And as every new service came along, everyone rushed to create the same addresses there as they had on the last one. Which will probably explain why there are so many idle accounts.
The biggest problem all of these services had was in differentiation - one webmail services is much the same as any other; and that's probably why Gmail forged such a strong following with its radically different inbox format.
There has been a good penetration into the education market by a number of such webmail players - within Australia, Gmail is present in University of Adelaide, Macquarie University and Monash University while Microsoft's Live@EDU browser-based email system is installed at University of Technology, Sydney, Edith Cowan University, WA Central TAFE, Curtin University, the Australian Catholic University, the University of Western Sydney, Flinders University, TAFE SA, the University of NSW and the University of Queensland.
However, there is one common weakness in all of these services - they are addressing an audience in their late teens or later.
So, is the widely anticipated service from Facebook going to break any new ground? Read on...
Currently, the site does not respond to a ping so it is clearly off the web.
So, why is Facebook keen to address this potential shortcoming in their offering? There are a couple of aspects to the answer, and both are interesting.

DATA SUPPLIED:
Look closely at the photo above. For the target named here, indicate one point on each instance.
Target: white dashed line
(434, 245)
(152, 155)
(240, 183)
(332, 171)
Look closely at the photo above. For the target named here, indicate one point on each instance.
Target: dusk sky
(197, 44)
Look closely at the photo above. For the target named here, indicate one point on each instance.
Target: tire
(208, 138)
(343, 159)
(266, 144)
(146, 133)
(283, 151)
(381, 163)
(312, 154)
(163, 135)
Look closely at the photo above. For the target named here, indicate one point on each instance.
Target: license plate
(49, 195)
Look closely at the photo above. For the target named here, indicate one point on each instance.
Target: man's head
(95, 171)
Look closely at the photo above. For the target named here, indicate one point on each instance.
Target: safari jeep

SET OF TASKS:
A - Using the webmail text, explain in one to three sentences why Gmail gained such a strong following.
B - Reproduce the stretch of the webmail text from "So, why is Facebook" through "both are interesting.".
C - Resume the webmail text after its final sentence.
The data is separate material, apart from the webmail text.

SOLVED PROBLEMS:
A - The webmail text says the biggest problem for these services was differentiation, since one webmail service is much the same as any other. Gmail stood out with its radically different inbox format, which the text gives as the likely reason it forged such a strong following.

B -
So, why is Facebook keen to address this potential shortcoming in their offering? There are a couple of aspects to the answer, and both are interesting.

C -
Firstly, as was hinted on the first page, most webmail services really only start to attract subscribers who are in their late teens - sure everyone creates email addresses for their kids at their local ISP, but does anyone actually USE those accounts?
Everyone knows that Facebook is targeting a much younger audience. Although (according to the terms of service) you have to be at least thirteen to become a user, a straw poll of parents at my son's primary school suggested there were a lot of primary school-aged children using Facebook in violation of that requirement.
The second aspect is more closely aligned with Facebook's overall philosophy - they really don't like their users visiting other sites. In particular, they have issues with Google as part of a long-running spat over the ability to export mail contacts.
So, if they find that a large number of their users are using Gmail, it's something they'd probably like to address.
To add more fuel to the fire, selected US-based journalist have been invited to a special event prior to Muck Zuckerberg's presentation at the web 2.0 Summit.
Take a look at the invitation linked above. Does it look like an old airmail envelope?
Just to put things in some degree of perspective, Jason Kinkaid at Techcrunch observes "Facebook has the world's most popular photos product, the most popular events product, and soon will have a very popular local deals product as well. It can tweak the design of its webmail client to display content from each of these in a seamless fashion (and don't forget messages from games, or payments via Facebook Credits). And there's also the social element: Facebook knows who your friends are and how closely you're connected to them; it can probably do a pretty good job figuring out which personal emails you want to read most and prioritize them accordingly."
One wonders now if the push to have everyone grab a vanity address some months ago was in effect the first stage of creating the email addresses.
So, to answer the question in the opening statement, "how valuable will it be?" Probably a lot more valuable to Facebook than to Facebook's users.
Time will tell.
PS - there are also rumours that AOL is about to relaunch email in advance of the Facebook announcement. Fun times indeed.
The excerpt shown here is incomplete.